### [Stored data entries]
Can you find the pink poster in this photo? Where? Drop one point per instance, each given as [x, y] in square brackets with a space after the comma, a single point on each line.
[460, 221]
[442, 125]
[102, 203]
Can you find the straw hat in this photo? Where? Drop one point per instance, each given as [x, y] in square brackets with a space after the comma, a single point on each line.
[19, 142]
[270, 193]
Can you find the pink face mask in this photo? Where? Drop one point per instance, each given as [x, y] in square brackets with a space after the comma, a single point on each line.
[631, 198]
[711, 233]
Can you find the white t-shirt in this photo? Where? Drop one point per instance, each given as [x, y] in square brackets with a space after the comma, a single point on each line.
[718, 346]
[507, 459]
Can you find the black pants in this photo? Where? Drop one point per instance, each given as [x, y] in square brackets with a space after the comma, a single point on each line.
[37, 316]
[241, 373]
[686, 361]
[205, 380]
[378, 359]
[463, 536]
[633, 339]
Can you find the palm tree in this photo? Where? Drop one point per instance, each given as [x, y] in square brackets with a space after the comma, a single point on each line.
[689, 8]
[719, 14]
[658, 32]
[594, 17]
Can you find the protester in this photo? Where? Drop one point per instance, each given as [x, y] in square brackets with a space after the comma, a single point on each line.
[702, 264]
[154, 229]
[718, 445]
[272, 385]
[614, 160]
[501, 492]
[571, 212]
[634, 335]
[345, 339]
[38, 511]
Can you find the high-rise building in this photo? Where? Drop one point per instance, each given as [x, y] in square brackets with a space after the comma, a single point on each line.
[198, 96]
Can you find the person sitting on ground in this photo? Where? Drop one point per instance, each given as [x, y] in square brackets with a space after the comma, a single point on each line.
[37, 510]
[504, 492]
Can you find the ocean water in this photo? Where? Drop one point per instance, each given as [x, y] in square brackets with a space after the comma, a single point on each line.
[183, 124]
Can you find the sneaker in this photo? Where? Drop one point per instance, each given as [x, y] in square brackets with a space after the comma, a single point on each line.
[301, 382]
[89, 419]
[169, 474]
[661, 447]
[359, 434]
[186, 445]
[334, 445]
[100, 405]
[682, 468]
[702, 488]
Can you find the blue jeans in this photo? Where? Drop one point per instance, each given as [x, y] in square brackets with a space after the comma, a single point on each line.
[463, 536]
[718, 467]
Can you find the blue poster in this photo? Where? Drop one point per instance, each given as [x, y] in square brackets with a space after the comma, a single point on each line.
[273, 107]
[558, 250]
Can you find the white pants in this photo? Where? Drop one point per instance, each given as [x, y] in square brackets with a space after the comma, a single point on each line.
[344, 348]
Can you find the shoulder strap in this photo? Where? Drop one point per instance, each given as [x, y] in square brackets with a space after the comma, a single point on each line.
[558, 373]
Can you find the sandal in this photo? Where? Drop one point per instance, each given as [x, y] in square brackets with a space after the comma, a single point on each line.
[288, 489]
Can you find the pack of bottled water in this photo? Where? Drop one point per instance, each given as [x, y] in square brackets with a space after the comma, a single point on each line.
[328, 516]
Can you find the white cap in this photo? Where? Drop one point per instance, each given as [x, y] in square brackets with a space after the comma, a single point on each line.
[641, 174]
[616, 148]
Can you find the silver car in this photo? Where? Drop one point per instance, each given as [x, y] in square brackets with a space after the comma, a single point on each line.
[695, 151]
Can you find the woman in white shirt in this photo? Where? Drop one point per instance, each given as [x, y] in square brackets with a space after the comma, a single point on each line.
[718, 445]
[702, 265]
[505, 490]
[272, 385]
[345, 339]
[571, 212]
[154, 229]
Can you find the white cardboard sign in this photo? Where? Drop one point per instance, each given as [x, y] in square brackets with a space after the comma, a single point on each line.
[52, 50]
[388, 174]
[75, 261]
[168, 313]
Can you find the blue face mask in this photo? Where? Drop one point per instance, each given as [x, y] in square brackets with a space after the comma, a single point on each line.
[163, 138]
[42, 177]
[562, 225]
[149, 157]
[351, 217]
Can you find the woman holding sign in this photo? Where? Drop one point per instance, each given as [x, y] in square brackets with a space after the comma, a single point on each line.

### [EXERCISE DIRECTIONS]
Retype every entry exactly as it stands.

### [WRITTEN ANSWER]
Can you find the pink poster in this photo? Where? Drop one point per instance, each given as [x, y] in square brackets with a space after the comma, a single point on each line.
[460, 221]
[442, 125]
[102, 203]
Can you find the straw hat in this photo? Where? Drop one point per instance, each given as [x, y] in square brackets with a space after the comma, a single point on each line.
[19, 142]
[270, 193]
Can you find the pink face mask in this photo? Where? Drop one point per instance, each given as [x, y] in square brackets with a space after the comma, a single point on each line.
[631, 198]
[711, 233]
Can you find the white t-shirt in this photo? Where? Drop one point per instance, each given as [x, y] in square brackets with a space after the comma, a single point on each line.
[718, 346]
[507, 459]
Can you find the black pants in this photo? Where? Drop one point per instance, each given as [x, y] in square brackets with a space after the comma, a single point on each line.
[37, 316]
[241, 373]
[686, 361]
[205, 380]
[378, 359]
[463, 536]
[633, 339]
Can you find the palm tree in this photo? Where? Drop one point per instance, each given as [x, y] in square brackets with a space after the comma, a single point on each line.
[689, 8]
[719, 14]
[658, 32]
[594, 17]
Can you find the protester in this photo? Where? Drop one point per instance, each given as [x, y] in square brackets with a space after the comma, a single point on each line.
[702, 264]
[154, 229]
[718, 445]
[272, 385]
[614, 160]
[501, 492]
[571, 212]
[634, 335]
[345, 339]
[38, 511]
Can you find the high-rise building in this photo? Where? Drop one point per instance, each given as [x, y] in square brackets with a space after the comma, a single point on each line.
[198, 96]
Can you find the person sitting on ground in this photo? Where? Drop one point per instance, each given as [x, y] in square brackets with a space after the comma, a single point on each line.
[37, 510]
[504, 492]
Can you find the ocean water in this photo? Where? Drop one point per instance, each given as [x, y] in square brackets with a space after the comma, a single point on each line.
[183, 124]
Can you find the sneaker in this photo? Where? Drop one point per instance, each given as [x, y] in square brackets with a space after the comma, a single point on each line.
[301, 382]
[89, 419]
[169, 474]
[661, 447]
[359, 434]
[186, 445]
[334, 445]
[100, 405]
[682, 468]
[702, 488]
Can you find the blue jeans in this photo? Where? Drop one point per instance, each given as [x, y] in square brackets with a space after the comma, a single point on each line.
[463, 536]
[718, 467]
Can you find the blue poster in this photo? Where? Drop one point per instance, each given as [x, y] in square brackets with a space after the comma, a single point on each line.
[273, 107]
[558, 250]
Can you find the white pants in this photo? Where? Drop one point per instance, each given as [x, y] in square brackets with a space after the comma, a single point on each line.
[344, 348]
Can you find the shoulder strap in this photo? Where? Drop one point per instance, each given as [x, y] in square brackets with a space after the comma, a single point on each line.
[558, 373]
Can you find the sandal in this photo? Where? Drop one point per instance, each given as [x, y] in square brackets with a space after the comma, a single point on each line.
[288, 489]
Can you find the pack of bottled water in this photo? Where? Drop one point per instance, each given as [x, y] in square brackets with a space after the comma, a single point on each line.
[328, 516]
Can you find the white cap in this photo? Where? Drop one point per instance, each given as [x, y] in square brackets with a space after the comma, a single point on each line.
[641, 174]
[616, 148]
Can you find the silver car in this photo? Where? Drop one point per instance, each given as [x, y] in square brackets with a space after the comma, a single point on each line.
[695, 151]
Can you find the woman in white shirt in this photo? Where? Drop one point per instance, each given as [x, y] in square brackets with a space after the comma, a single point on each line.
[718, 445]
[702, 265]
[505, 490]
[272, 385]
[345, 339]
[571, 212]
[154, 229]
Can you find the white cardboard sign in this photo? Where? Drop one point per instance, each given as [x, y] in square brackets with a space after the comma, a single point on each line.
[52, 50]
[388, 174]
[75, 261]
[168, 313]
Can you find the blue face mask in this photo? Where? Drop one point per instance, each given as [x, y] in square brackets with a space after the comma, a single point on each line.
[163, 138]
[42, 177]
[562, 225]
[149, 157]
[351, 217]
Can you find the woman holding sign in this photo? Where? Drop one point per instance, each given as [x, y] in square brackets with a space after the comma, a single point on each line.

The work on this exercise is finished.